# [Aim A]
Return every row below that contains the word "dark", matching case exactly.

# [Document]
□ □ □ □ □ □ □

ENTER THE DRAGON – AFI Catalog Spotlight – American Film Institute


ENTER THE DRAGON – AFI Catalog Spotlight

In celebration of Asian American and Pacific Islander Heritage Month, the AFI Catalog shines a spotlight on Bruce Lee’s final and most successful film, ENTER THE DRAGON (1973), which was released 50 years ago this August just one month after Lee’s untimely death at age 32. Made for a slim budget of $850,000, with grosses over $2 billion worldwide since its release (adjusted for inflation), ENTER THE DRAGON remains one of the most lucrative productions of all time and is hailed as a masterpiece of martial arts filmmaking. It marked Lee’s first feature with an American studio, but it was filmed in Hong Kong and represented an inaugural Hollywood-Hong Kong co-production. Bruce Lee’s physical strength and philosophical depth provided a stark contrast to the way in which Asian men were stereotyped and typecast in American film, and he paved the way for greater representation in front of and behind the camera. The success of ENTER THE DRAGON encouraged studios to invest in other martial arts pictures, bringing non-white actors into the mainstream of action movies.

□ □ □ □ □ □ □

[Data items]
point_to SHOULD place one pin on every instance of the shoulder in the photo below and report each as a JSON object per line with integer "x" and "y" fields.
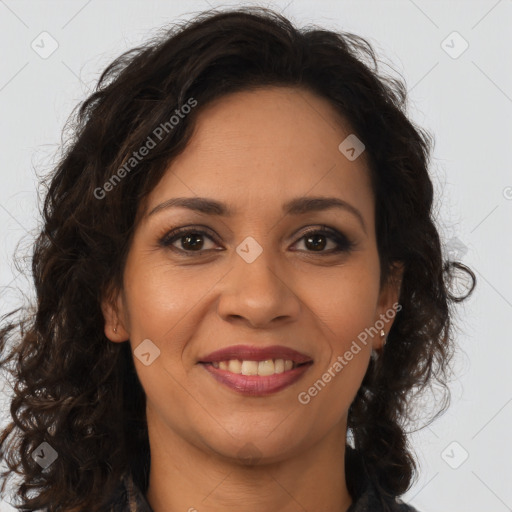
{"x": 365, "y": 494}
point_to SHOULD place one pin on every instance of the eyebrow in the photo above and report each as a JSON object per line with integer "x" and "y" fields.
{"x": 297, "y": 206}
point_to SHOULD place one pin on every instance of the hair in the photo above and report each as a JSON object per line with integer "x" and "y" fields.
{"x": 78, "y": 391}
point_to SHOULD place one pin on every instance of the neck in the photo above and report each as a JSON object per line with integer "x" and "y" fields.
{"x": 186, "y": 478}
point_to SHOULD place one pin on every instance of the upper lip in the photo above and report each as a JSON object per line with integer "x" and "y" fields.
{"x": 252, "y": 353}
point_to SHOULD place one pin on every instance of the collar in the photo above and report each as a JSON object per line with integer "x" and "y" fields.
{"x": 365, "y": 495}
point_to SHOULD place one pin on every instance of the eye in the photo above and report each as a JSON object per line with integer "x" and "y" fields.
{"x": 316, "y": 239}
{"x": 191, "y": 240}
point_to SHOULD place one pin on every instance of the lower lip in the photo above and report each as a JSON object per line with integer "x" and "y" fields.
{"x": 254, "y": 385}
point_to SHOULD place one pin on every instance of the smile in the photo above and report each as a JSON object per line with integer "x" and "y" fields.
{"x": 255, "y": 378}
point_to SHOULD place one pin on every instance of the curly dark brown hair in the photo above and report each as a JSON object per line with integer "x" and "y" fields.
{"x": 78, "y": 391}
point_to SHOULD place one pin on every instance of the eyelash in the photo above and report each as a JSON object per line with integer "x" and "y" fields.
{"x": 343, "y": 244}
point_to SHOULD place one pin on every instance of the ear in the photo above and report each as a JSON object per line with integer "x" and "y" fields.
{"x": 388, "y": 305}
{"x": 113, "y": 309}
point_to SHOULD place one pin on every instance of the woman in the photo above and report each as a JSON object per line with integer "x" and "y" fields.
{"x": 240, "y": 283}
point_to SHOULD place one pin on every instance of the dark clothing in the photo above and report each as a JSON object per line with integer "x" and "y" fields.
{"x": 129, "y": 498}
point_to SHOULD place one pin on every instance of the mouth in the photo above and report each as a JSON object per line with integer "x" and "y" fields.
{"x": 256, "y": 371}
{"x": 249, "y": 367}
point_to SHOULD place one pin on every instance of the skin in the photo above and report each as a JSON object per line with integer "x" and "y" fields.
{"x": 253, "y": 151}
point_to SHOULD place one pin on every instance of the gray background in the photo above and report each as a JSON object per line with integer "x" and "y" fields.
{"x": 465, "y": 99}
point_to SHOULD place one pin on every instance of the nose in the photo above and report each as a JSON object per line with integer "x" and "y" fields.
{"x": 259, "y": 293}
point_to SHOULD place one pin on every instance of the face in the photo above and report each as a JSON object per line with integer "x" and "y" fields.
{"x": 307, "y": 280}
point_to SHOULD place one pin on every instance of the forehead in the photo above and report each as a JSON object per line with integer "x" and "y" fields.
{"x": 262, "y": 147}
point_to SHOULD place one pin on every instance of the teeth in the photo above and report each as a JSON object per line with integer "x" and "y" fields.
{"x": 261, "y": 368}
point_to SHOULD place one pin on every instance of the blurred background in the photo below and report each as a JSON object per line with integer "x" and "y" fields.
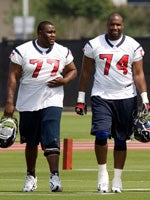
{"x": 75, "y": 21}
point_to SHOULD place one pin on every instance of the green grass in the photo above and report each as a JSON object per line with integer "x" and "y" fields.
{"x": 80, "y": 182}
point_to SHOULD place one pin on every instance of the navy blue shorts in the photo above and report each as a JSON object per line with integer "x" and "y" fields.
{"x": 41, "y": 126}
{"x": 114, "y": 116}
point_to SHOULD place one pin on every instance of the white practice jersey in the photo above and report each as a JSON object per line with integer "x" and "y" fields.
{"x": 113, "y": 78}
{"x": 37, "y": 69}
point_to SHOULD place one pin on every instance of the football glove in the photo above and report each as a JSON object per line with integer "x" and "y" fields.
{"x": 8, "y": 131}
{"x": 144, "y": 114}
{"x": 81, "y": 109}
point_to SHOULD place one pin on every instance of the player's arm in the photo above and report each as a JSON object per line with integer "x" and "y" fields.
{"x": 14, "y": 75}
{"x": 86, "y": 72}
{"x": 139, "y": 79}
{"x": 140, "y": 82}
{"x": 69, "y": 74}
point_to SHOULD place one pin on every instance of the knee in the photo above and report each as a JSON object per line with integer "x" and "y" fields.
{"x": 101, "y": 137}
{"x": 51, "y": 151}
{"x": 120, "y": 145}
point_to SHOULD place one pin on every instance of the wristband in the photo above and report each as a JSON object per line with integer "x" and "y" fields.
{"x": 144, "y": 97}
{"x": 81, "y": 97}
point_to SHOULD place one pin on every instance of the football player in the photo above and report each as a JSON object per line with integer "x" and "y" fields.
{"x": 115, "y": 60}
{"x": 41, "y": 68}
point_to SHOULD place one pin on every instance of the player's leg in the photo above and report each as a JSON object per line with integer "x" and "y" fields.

□ □ □ □ □ □ □

# [Aim B]
According to the Enter the Dragon spotlight above, what budget was the film made for?

# [Exercise response A]
point_to SHOULD place one pin on every instance of the curly dark brown hair in the photo above and report each as a JSON object per line with integer "x" and "y" fields.
point_to SHOULD place one pin on every instance of the dark clothing in the photo above and report each as a JSON object per line with integer "x" and "y" fields.

# [Exercise response B]
$850,000